[START EXTRACT]
Hong Kong

Media mogul Lai released from prison and placed under house arrest

The Hong Kong owner of Apple Daily faces gagging before his court case under the new national security law is heard

Jimmy Lai has been released from prison on bail after a High Court judge slapped a gagging order on the Hong Kong media tycoon.

On Wednesday, he was placed under house arrest until his court case relating to the draconian national security law is heard on April 16.

The 73-year-old owner of Apple Daily, the city’s biggest Chinese language newspaper, has been one of the most high-profile figures in the pro-democracy protests in Hong Kong.

Before his arrest in August on alleged charges of “collusion with foreign forces,” Lai admitted he was prepared to go to prison for his beliefs.

“I’m prepared for [that]. If it comes, I will have the opportunity to read books I haven’t read. The only thing I can do is to be positive,” he told the AFP news agency.

The facts:

  • Lai faces three charges, including taking part in the June 4 vigil to commemorate the student-led Tiananmen Square protests in 1989, which was banned in Hong Kong this year.
  • The protest movement holds an annual event to remember the victims of a brutal crackdown in Beijing by People’s Liberation Army troops.
  • He has also been charged with breaking the national security law, which carries a maximum sentence of life imprisonment. 
  • Lai was granted bail of HK$10 million or US$1.3 million.
  • The terms include surrendering his travel documents, a ban on meeting foreign officials, publishing articles, posting on social media and giving interviews.
[END EXTRACT]
TASK: According to the article on Jimmy Lai's release, why does the June 4 vigil take place?
[START DATA SUPPLIED]
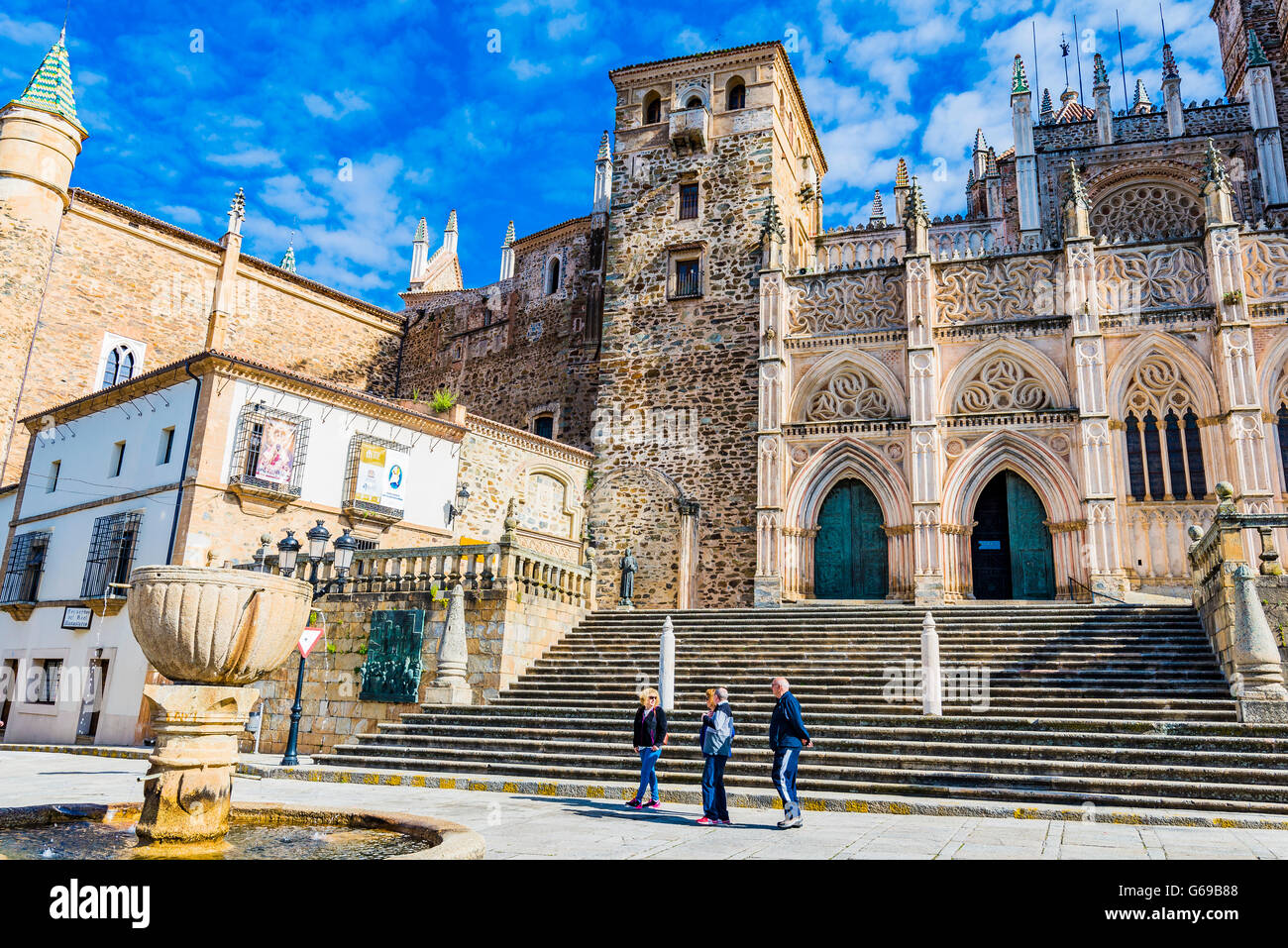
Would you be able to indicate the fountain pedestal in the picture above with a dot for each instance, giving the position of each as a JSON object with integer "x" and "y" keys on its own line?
{"x": 188, "y": 788}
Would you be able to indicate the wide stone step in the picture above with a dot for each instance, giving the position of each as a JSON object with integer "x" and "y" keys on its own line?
{"x": 902, "y": 716}
{"x": 1215, "y": 764}
{"x": 921, "y": 782}
{"x": 1253, "y": 749}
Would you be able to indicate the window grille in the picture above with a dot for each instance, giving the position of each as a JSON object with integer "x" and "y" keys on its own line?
{"x": 351, "y": 478}
{"x": 111, "y": 556}
{"x": 688, "y": 278}
{"x": 51, "y": 672}
{"x": 284, "y": 468}
{"x": 25, "y": 567}
{"x": 1164, "y": 462}
{"x": 688, "y": 201}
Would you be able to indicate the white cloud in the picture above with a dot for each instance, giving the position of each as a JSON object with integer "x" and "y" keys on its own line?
{"x": 249, "y": 158}
{"x": 344, "y": 103}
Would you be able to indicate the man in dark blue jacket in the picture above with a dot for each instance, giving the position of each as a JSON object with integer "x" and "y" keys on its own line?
{"x": 787, "y": 736}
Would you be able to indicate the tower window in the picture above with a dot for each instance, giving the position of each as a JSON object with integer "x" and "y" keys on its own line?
{"x": 688, "y": 201}
{"x": 120, "y": 366}
{"x": 652, "y": 108}
{"x": 735, "y": 97}
{"x": 688, "y": 278}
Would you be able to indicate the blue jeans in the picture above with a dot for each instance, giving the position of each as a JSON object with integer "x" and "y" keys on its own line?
{"x": 648, "y": 772}
{"x": 713, "y": 804}
{"x": 785, "y": 780}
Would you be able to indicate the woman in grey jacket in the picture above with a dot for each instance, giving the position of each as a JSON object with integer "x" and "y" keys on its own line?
{"x": 716, "y": 738}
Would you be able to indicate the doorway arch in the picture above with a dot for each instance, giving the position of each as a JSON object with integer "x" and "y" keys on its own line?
{"x": 850, "y": 552}
{"x": 1012, "y": 550}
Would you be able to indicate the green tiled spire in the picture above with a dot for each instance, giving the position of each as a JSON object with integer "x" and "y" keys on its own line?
{"x": 1019, "y": 81}
{"x": 1256, "y": 54}
{"x": 51, "y": 88}
{"x": 1099, "y": 73}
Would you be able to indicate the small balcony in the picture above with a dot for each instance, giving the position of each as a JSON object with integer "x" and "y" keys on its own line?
{"x": 691, "y": 128}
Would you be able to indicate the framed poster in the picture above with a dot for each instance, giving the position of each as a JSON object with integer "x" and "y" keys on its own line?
{"x": 275, "y": 453}
{"x": 77, "y": 617}
{"x": 381, "y": 475}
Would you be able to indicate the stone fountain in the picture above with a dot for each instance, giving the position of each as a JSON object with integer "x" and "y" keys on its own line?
{"x": 213, "y": 633}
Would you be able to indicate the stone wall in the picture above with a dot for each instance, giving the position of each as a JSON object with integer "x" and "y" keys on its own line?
{"x": 548, "y": 479}
{"x": 506, "y": 631}
{"x": 511, "y": 350}
{"x": 691, "y": 356}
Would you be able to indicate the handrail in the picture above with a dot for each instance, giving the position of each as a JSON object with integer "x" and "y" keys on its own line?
{"x": 1094, "y": 592}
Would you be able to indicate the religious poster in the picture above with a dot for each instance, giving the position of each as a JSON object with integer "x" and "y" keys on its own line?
{"x": 275, "y": 453}
{"x": 380, "y": 475}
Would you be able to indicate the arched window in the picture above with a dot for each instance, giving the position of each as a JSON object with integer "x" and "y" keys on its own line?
{"x": 120, "y": 366}
{"x": 652, "y": 108}
{"x": 735, "y": 94}
{"x": 1164, "y": 451}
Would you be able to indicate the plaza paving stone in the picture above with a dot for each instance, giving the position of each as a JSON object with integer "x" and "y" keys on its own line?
{"x": 518, "y": 826}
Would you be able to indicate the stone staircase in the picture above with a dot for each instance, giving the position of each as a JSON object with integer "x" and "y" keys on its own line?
{"x": 1112, "y": 704}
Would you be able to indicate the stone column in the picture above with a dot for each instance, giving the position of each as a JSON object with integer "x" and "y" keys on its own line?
{"x": 450, "y": 685}
{"x": 1100, "y": 554}
{"x": 1234, "y": 357}
{"x": 772, "y": 450}
{"x": 925, "y": 460}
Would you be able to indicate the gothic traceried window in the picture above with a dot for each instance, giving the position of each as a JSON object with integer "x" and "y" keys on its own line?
{"x": 120, "y": 366}
{"x": 1164, "y": 450}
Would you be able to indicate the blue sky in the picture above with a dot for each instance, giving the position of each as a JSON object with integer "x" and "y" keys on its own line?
{"x": 283, "y": 99}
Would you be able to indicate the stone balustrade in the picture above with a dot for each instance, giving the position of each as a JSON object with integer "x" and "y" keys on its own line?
{"x": 1228, "y": 595}
{"x": 498, "y": 567}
[END DATA SUPPLIED]
EXERCISE SOLUTION: The protest movement holds the vigil every year to commemorate the student-led Tiananmen Square protests of 1989 and to remember the victims of a brutal crackdown in Beijing by People's Liberation Army troops.